Please show every line of the listing below that contains the word "black".

DATA ->
··········

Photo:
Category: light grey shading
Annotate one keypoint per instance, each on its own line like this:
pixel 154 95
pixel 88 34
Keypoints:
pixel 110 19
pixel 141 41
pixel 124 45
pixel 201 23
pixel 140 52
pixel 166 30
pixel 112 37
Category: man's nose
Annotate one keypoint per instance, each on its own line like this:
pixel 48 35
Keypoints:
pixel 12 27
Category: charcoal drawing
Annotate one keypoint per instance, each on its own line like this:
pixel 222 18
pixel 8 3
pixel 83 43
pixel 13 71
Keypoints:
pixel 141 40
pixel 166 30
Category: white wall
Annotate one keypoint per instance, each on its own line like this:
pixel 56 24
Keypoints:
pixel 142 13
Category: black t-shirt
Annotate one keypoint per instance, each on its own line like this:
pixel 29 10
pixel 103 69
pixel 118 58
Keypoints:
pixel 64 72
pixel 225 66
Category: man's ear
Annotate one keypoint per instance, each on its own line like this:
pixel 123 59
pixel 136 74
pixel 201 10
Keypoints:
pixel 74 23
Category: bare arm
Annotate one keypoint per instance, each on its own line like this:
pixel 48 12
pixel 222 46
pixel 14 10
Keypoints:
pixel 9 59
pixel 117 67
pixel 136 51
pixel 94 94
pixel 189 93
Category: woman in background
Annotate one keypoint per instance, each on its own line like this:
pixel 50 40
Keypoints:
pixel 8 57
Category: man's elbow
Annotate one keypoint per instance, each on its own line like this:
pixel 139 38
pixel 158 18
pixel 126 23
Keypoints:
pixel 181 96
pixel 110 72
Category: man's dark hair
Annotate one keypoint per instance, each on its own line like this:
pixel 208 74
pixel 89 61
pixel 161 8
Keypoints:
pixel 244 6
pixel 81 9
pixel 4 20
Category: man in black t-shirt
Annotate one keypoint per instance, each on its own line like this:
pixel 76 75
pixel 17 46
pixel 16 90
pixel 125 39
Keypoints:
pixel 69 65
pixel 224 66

··········

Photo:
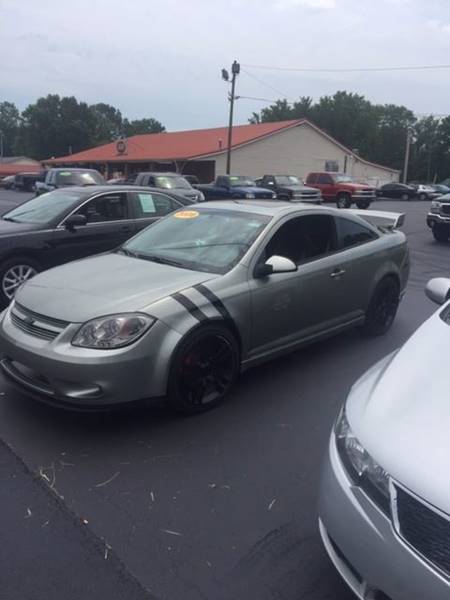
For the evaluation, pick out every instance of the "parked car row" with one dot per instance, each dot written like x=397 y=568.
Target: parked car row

··········

FULL ANSWER ->
Category: black t-shirt
Category: man in black t-shirt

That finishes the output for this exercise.